◆ THE TASKS
1. Answer these questions from the football article about Davis:
(a) How many rushing yards has Davis gained in roughly a season and a half?
(b) Which school did Davis attend before transferring to CDS?
(c) In which event was Davis a Class A state medalist last spring?
2. Continue the football article about Davis from its final sentence.

◆ TEXT PASSAGE
************
Hence the sprawling scrutiny over Davis’ health these days.

In what shapes up as a Class 2A, District 5 playoff elimination game, Davis’ presence in the 3-1 Patriots’ backfield — not to mention the secondary and special-teams groups — is critical.

In roughly a season and a half, he already has 2,056 rushing yards. In four games this year, he’s averaging 15.7 yards a carry with nine rushing TDs, 26 tackles and two pass deflections.

“If I had one word to describe him, it’s electric,” McLaughlin said.

An International Baccalaureate student with a 3.7 GPA, Davis (5-9, 160 pounds) transferred to CDS from Freedom before his sophomore year. Before that, he started at defensive back on consecutive Super Bowl teams for the Packers of the Tampa Bay Youth Football League.

Among his teammates: former Jefferson stars Andre Davis and Rodney Mills, who helped guide the Dragons to last season’s Class 3A state title.

“Kids recently will come up to me and be like, ‘Yo man, you’re not as good (as your numbers). It’s only because you’re doing it at a private school,’ ”  said Davis, a Class A state medalist in the 100 meters last spring.

“And when I think on it, I’m like, ‘I actually played with most of these kids as a younger kid and I fared pretty well there.’”
************
◆ GIVEN ENTRIES
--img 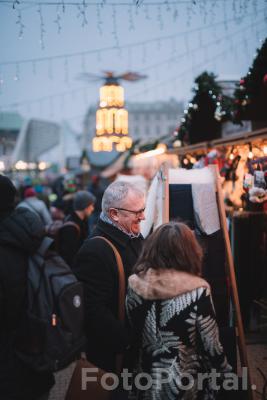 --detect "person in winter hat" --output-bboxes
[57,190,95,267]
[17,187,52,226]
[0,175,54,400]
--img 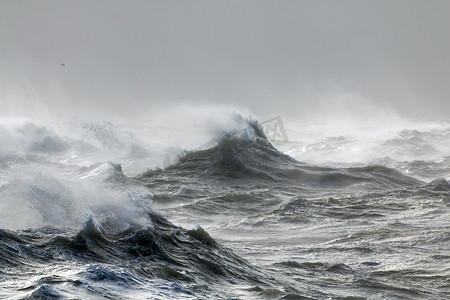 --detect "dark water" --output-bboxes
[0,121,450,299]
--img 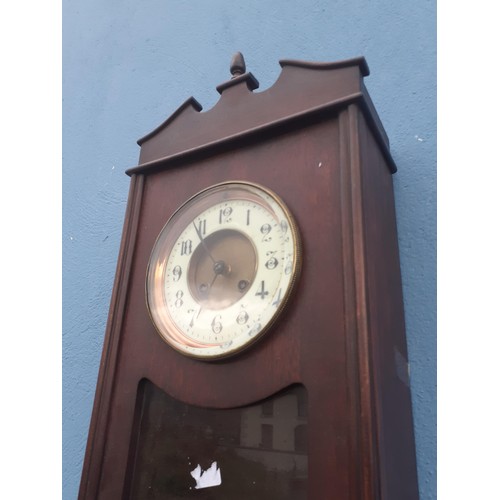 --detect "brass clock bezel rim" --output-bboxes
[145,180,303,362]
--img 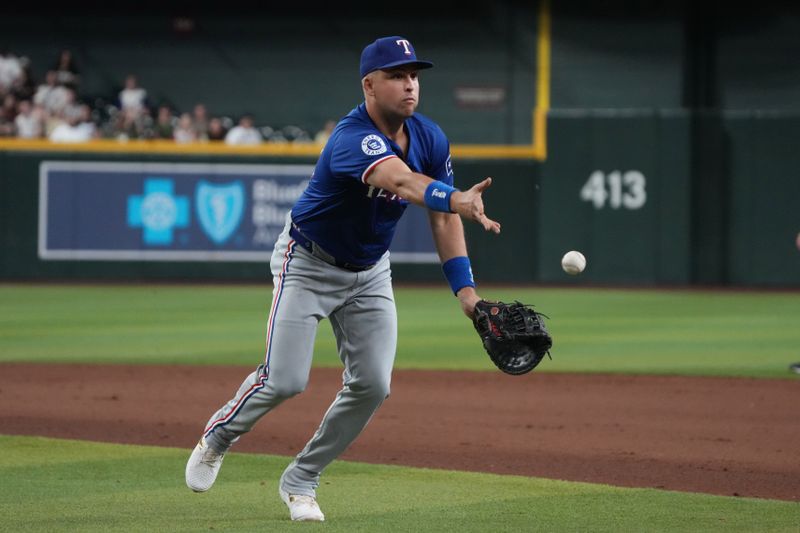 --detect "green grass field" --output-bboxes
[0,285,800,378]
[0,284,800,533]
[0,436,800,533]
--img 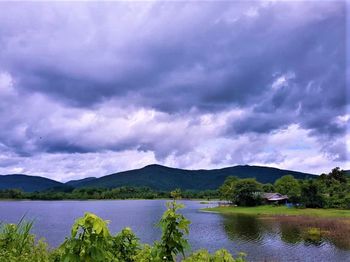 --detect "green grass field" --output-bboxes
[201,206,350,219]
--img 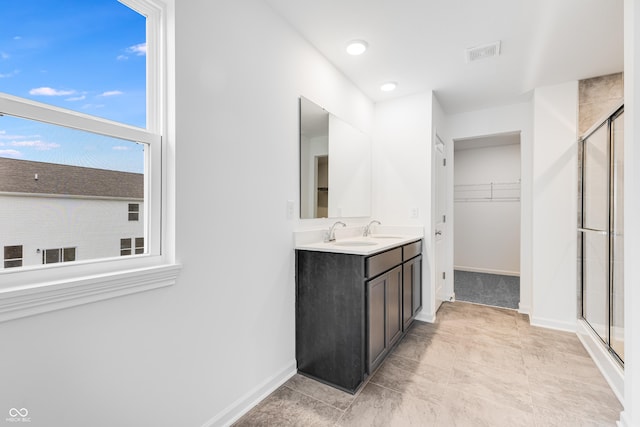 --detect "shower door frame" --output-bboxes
************
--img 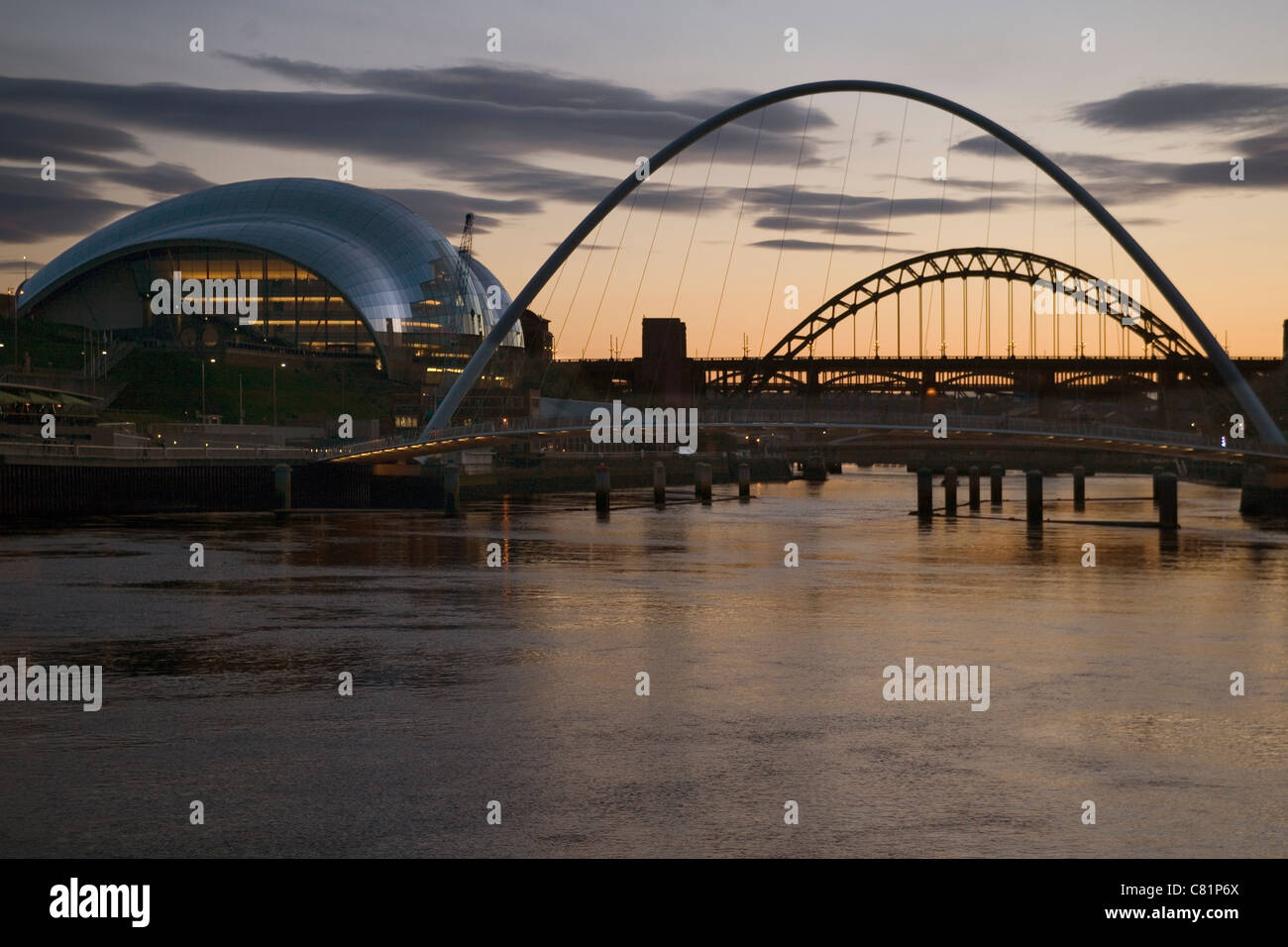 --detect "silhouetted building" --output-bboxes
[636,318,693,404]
************
◆ FINAL RESULTS
1.
(a) 2,056 rushing yards
(b) Freedom
(c) The 100 meters

2.
Further validation has arrived in his mailbox. Auburn, Kansas, Stanford — Davis’ dream school — and Wisconsin have made overtures about Davis. McLaughlin says the Badgers have been on him “every day.”

What may not be evident to them on film or 40-yard dash sheets is Davis’ resilience.

Davis said he initially hurt his shoulder on a simple counter play two weeks ago against Northside Christian. The result, he said, was “instant pain” every time someone hit it.

The following Friday against Shorecrest, he ran for 103 yards on nine carries and had seven tackles before being pulled early in the second half.

“He put himself back in one time and I caught him,” McLaughlin said. “Plus, he was playing defense with that shoulder, tackling people.”

Uncommon valiance? The notion might make Davis shrug — if shrugging didn’t create such discomfort.

“It doesn’t matter if we’re playing a team like last week or a team of Admiral Farragut’s stature,” he said. “I’ve got to man up about it.”